**Task details:** Recast the rows from the line that contains "trousers. Target: officer's" through the last line as a Markdown table with the columns No. and Text, skipping any blank lines.
— Start Information shown —
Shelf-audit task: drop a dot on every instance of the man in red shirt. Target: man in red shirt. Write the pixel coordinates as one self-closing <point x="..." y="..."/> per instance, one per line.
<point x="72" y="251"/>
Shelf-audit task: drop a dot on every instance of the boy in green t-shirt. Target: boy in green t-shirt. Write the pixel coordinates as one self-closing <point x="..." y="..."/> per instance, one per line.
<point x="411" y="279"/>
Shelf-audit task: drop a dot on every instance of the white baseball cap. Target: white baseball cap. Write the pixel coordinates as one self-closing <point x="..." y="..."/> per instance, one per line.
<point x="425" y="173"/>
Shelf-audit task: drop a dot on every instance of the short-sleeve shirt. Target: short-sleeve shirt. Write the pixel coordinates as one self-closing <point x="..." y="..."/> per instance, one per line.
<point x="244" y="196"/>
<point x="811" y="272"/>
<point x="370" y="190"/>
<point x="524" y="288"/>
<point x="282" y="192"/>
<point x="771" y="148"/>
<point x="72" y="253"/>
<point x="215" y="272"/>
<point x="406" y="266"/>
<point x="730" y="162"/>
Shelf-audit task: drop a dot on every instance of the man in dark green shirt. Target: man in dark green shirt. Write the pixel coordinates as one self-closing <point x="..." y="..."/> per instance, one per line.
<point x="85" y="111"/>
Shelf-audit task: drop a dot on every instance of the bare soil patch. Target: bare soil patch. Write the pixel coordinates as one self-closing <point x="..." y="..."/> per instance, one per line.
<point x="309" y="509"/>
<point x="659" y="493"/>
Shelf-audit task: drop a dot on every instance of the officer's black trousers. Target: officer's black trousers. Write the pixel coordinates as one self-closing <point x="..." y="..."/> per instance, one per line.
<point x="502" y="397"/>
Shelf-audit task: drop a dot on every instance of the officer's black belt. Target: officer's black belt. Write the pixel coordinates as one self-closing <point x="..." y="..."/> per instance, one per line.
— End Information shown —
**Finished exercise:**
| No. | Text |
|---|---|
| 1 | Shelf-audit task: drop a dot on every instance of the officer's black trousers. Target: officer's black trousers. Write the pixel coordinates as one self-closing <point x="..." y="..."/> per instance, one per line. |
| 2 | <point x="502" y="397"/> |
| 3 | Shelf-audit task: drop a dot on every instance of the officer's black belt. Target: officer's black belt. Write the pixel coordinates as one self-closing <point x="..." y="..."/> per instance, one per line. |